SUPPLIED TEXT -
--- begin ---

This issue tracker has been migrated to GitHub, and is currently read-only.
For more information, see the GitHub FAQs in the Python's Developer Guide.

classification
Title: New .mapping attribute is broken for some existing uses of dict views
Type: behavior Stage: resolved
Components: Interpreter Core Versions: Python 3.10
process
Status: closed Resolution: not a bug
Dependencies: Superseder:
Assigned To: rhettinger Nosy List: jab, rhettinger
Priority: normal Keywords:

Created on 2021-10-29 16:36 by jab, last changed 2022-04-11 14:59 by admin. This issue is now closed.

Messages (6)
msg405317 - (view) Author: Joshua Bronson (jab) * Date: 2021-10-29 16:36
As of bpo-40890 (released in Python 3.10), dict views now provide a public .mapping attribute, intended to allow users to recover a mappingproxy pointing to the original mapping.

However, this new attribute can actually point to the wrong mapping for some existing uses of dict views. And since the .mapping attribute is read-only, these existing uses have no way to set it to the correct value.

My bidict library (see https://github.com/jab/bidict) provides an example of this.

A bidict implements a bidirectional mapping by building on top of two dicts (i.e. regular old one-directional mappings) internally -- one for the forward direction, and one for the inverse. When you call e.g. keys() or values() on a bidict, you get back a dict_keys view from one of the backing dicts, because this is a much more optimized implementation of these views than collections.abc.KeysView would be:

>>> import bidict
>>> b = bidict.bidict(one=1, two=2)
>>> b
bidict({'one': 1, 'two': 2})
>>> b.keys()
dict_keys(['one', 'two'])
>>> b.values()
dict_keys([1, 2])


However, now that these built-in dict_keys objects provide a .mapping attribute in Python 3.10, it points to one of the internal, backing dicts in this case, which is an implementation detail, rather than to the bidict instance:

>>> b.keys().mapping  # wrong
mappingproxy({'one': 1, 'two': 2})
>>> b.values().mapping  # wrong
mappingproxy({1: 'one', 2: 'two'})


Instead of the above, you should get:

>>> b.keys().mapping  # corrected:
mappingproxy(bidict({'one': 1, 'two': 2}))
>>> b.values().mapping  # corrected:
mappingproxy(bidict({'one': 1, 'two': 2}))

--- end ---

RECORDS SHOWN -
--- begin ---

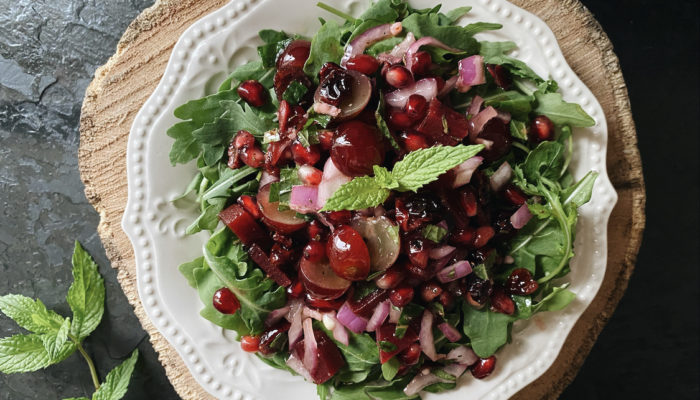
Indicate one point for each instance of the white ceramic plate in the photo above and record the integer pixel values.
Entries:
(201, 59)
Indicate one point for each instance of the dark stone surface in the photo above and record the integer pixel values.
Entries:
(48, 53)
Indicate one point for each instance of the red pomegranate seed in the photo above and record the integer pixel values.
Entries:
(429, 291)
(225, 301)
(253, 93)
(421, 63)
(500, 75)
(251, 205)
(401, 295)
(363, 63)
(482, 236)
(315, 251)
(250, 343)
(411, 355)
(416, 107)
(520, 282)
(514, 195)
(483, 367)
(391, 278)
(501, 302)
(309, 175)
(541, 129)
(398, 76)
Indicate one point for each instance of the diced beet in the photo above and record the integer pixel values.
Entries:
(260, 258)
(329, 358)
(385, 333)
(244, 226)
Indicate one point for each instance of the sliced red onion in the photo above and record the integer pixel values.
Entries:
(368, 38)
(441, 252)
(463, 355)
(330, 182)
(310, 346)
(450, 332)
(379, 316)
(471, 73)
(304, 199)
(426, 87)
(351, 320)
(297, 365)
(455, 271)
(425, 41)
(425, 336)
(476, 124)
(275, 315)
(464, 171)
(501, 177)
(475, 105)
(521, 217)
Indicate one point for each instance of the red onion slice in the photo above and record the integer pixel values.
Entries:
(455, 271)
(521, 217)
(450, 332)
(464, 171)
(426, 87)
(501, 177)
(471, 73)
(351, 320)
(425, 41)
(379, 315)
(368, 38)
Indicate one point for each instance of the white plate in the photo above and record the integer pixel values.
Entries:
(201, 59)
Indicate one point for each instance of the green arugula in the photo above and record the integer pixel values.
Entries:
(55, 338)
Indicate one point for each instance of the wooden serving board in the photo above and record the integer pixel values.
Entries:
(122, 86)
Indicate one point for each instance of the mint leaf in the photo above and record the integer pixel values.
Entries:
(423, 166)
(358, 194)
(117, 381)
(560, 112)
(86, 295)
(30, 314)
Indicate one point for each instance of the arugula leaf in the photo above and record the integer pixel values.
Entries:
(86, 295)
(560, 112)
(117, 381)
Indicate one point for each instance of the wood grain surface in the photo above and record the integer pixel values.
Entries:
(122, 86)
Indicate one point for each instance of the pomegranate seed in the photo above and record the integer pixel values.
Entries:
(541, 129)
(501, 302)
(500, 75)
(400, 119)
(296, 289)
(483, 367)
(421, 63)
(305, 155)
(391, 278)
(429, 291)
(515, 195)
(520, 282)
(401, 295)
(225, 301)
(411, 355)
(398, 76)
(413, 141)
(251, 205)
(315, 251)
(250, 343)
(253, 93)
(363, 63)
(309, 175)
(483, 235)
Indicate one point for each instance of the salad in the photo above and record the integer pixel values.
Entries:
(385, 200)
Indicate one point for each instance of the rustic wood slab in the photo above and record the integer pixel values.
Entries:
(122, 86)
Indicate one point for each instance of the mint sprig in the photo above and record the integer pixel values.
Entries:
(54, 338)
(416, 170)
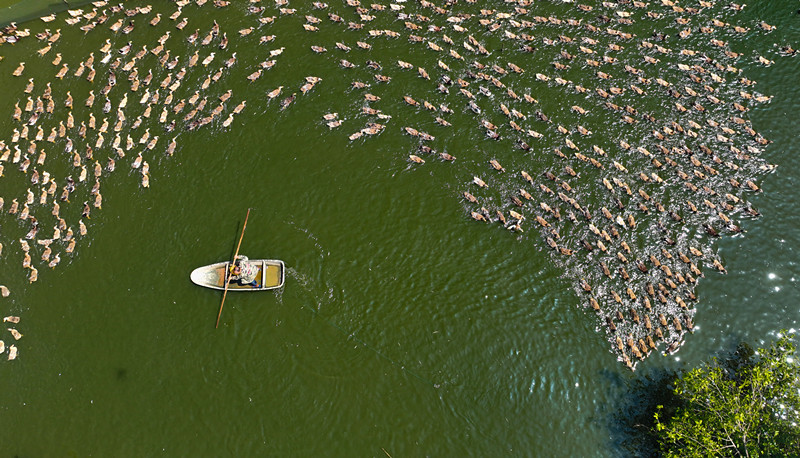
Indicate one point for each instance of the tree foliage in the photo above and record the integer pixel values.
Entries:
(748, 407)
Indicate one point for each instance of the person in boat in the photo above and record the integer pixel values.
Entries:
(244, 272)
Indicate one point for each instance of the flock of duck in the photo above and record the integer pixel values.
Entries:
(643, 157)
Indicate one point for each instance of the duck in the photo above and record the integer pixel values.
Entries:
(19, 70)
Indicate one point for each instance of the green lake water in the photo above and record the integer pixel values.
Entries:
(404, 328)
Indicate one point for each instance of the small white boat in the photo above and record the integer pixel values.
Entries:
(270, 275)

--- end ---

GIVEN INSTRUCTION - Write out the stretch of the issue report from "For more information, see" through "is now closed." again, substituting "Urgency" for "Priority". The listing has no connection to the issue report.

RESULT FOR THIS TASK -
For more information, see the GitHub FAQs in the Python's Developer Guide.

classification
Title: New .mapping attribute is broken for some existing uses of dict views
Type: behavior Stage: resolved
Components: Interpreter Core Versions: Python 3.10
process
Status: closed Resolution: not a bug
Dependencies: Superseder:
Assigned To: rhettinger Nosy List: jab, rhettinger
Urgency: normal Keywords:

Created on 2021-10-29 16:36 by jab, last changed 2022-04-11 14:59 by admin. This issue is now closed.